It provides a software fallback for drawing routines that can't be accelerated in hardware.
It serves as reference when implementing an accelerated draw function in your driver.

For every 2D rendering entry point in a graphics driver, there's an equivalent software version in the FFB that takes identical parameters. Thus your driver isn't required to provide any rendering functions. When the graphics framework asks your driver to supply its 2D drawing functions, the driver can return a mixture of its own accelerated functions and software-implemented FFB functions.

For more information, see “FFB library — 2D software fallback routines” in the Libraries chapter.

The modules

Graphics drivers are implemented in a modular fashion. Graphics driver functionality is broken down into various groups. A graphics driver's shared object may supply one or more groups of functionality. The shared object contains one module per functional group that it implements.

A graphics driver exposes its functionality by supplying a well-known entry point per module.

The modules currently defined are:

Display control (mandatory)
2D rendering (mandatory)
3D rendering (optional)
Graphics memory manager (mandatory)
Video capture (optional)

Future modules can be implemented by defining a new well known entry point.

Modeswitching and enumeration

Enumeration is the process of discovering what kind of display hardware you have, what its capabilities are. A video mode defines a set of timing and other parameters that will drive a display device at a given resolution and refresh rate. Modeswitching is the process of putting the video card into one of its supported modes.

At the driver level, enumeration of the video modes supported by the hardware roughly corresponds to the VESA BIOS model. The driver returns a list of numbers corresponding to the modes the hardware supports, and then a driver function is called for each of the mode numbers, returning information about that mode.

Switching to a given mode is accomplished by calling a driver entry point with one of the supported mode numbers.

2D drawing

2D drawing routines are the functions that actually produce or manipulate a two-dimensional image.

Operations that fall into this category include:

filled rectangle routines
scanline operation routines
BLIT (BLock Image Transfer) routines
line drawing routines
polygon drawing routines

BLIT routines include operations that render an image that's in system RAM into the framebuffer and routines that move a rectangular portion of the screen from one place to another.

Graphics memory manager

Offscreen memory management routines are used to manage multiple 2D objects, or surfaces, which the graphics driver may draw into (whether the surfaces are on the visible display, or not).

Most modern video cards have far more memory than is actually needed for the display. Most of them also allow the graphics hardware to draw into this unused memory, and then copy the offscreen object onto the visible screen, and vice-versa.

Many embedded graphics chipsets don't have dedicated memory; these chipsets use system memory for graphics buffers. A driver may choose to reserve a section of memory and provide the memory functions to create a memory pool and to allocate and free surfaces. Alternatively, a driver can have these functions return NULL and let the graphics framework allocate the surfaces.

----

Challenges:
a. Which modules does the passage on graphics drivers list as currently defined, and which of them are mandatory or optional?
b. Continue the passage on graphics drivers, starting right after its final sentence.

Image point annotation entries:
----

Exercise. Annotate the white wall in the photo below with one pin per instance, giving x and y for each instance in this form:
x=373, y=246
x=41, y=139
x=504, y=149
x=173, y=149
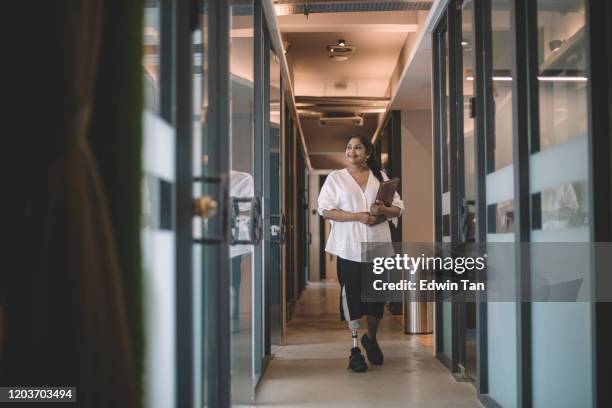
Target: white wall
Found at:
x=417, y=176
x=314, y=250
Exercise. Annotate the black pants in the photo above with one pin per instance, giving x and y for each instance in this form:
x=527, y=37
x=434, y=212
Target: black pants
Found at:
x=349, y=276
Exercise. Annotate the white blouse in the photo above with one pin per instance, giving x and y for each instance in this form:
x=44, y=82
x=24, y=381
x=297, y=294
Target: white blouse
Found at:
x=342, y=192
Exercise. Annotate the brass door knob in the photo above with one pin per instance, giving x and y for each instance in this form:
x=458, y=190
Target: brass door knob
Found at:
x=205, y=207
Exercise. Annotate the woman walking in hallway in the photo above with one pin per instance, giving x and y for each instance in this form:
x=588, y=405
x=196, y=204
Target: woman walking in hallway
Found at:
x=348, y=200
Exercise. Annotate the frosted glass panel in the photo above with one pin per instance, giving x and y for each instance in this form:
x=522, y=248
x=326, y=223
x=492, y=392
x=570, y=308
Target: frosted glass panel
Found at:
x=560, y=206
x=501, y=317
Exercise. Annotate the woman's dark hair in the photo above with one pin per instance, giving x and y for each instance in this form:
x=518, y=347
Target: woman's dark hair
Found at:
x=371, y=154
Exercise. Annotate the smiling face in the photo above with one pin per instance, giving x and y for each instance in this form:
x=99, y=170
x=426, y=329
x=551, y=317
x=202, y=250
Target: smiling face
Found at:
x=356, y=152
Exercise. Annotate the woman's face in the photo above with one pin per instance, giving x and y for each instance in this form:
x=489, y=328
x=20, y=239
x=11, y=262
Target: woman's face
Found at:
x=355, y=152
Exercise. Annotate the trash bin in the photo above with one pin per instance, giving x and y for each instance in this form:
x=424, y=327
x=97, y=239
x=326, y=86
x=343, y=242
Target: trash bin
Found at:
x=418, y=314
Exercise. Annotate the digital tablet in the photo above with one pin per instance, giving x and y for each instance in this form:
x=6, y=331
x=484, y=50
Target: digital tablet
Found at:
x=387, y=190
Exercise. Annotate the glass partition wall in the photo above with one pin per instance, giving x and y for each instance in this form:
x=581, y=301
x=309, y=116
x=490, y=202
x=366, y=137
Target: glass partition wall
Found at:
x=513, y=141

----

Responses to the tasks:
a.
- Display control (mandatory)
- 2D rendering (mandatory)
- 3D rendering (optional)
- Graphics memory manager (mandatory)
- Video capture (optional)

b.
The memory management module deals with managing this memory. The routines in this module deal with allocating and deallocating 2D surfaces.

Layer control

Some display controllers allow you to transparently overlay multiple “screens” on a single display. Each overlaid region is called a layer. Layers can be used to combine independent display elements. Because overlaying is performed by the display controller, this can be more efficient than rendering all of the display elements onto a single memory surface. For example, a fast navigational display can be implemented with the scrolling navigational map on a background layer and pop-up GUI elements, such as menus or a web browser, on the foreground layer. The foreground elements don't need to be redrawn every time the map is updated.

Layer capabilities vary, depending on the display controller and the driver. Some display controllers don't support layers. Different layers on the same display may have different capabilities. Layers are indexed per display, starting from 0, from back to front in the default overlay order. Some hardware supports dynamic re-ordering of layers.

The image to be displayed on a layer is fetched from one or more video memory surfaces. The layer format determines the number of surfaces needed by a layer. For example, a layer whose format is DISP_LAYER_FORMAT_ARGB8888 requires one surface, while a layer whose format is DISP_LAYER_FORMAT_YUV420 (planar YUV) requires three surfaces for a complete image.

Viewports

The source viewport defines a rectangular window into the surface data. This window is used to extract a portion of the surface data for display by the layer. The destination viewport defines a rectangular window on the display. This window defines where the layer displays its image. Scrolling and scaling (if supported by the layer) can be implemented by adjusting these viewports.

Binding your driver to the graphics framework

You must include the file <display.h>, which contains structures that you use to bind your driver to the graphics framework. (“Graphics framework” here refers to the framework that underlies both Photon and libgf graphics libraries).

The graphics framework binds your graphics driver by calling dlopen() to load your driver, and then finding your primary entry point(s). Certain primary entry points are optional, depending on what functionality your driver supports. The following table lists the defined primary entry points:

Functional block	Name of function
Core 2D drawing functions	devg_get_corefuncs()
Context 2D drawing functions	devg_get_contextfuncs()
Miscellaneous rendering functions	devg_get_miscfuncs()
Display control	devg_get_modefuncs()
Memory manager	devg_get_memfuncs()
Video capture	devg_get_vcapfuncs()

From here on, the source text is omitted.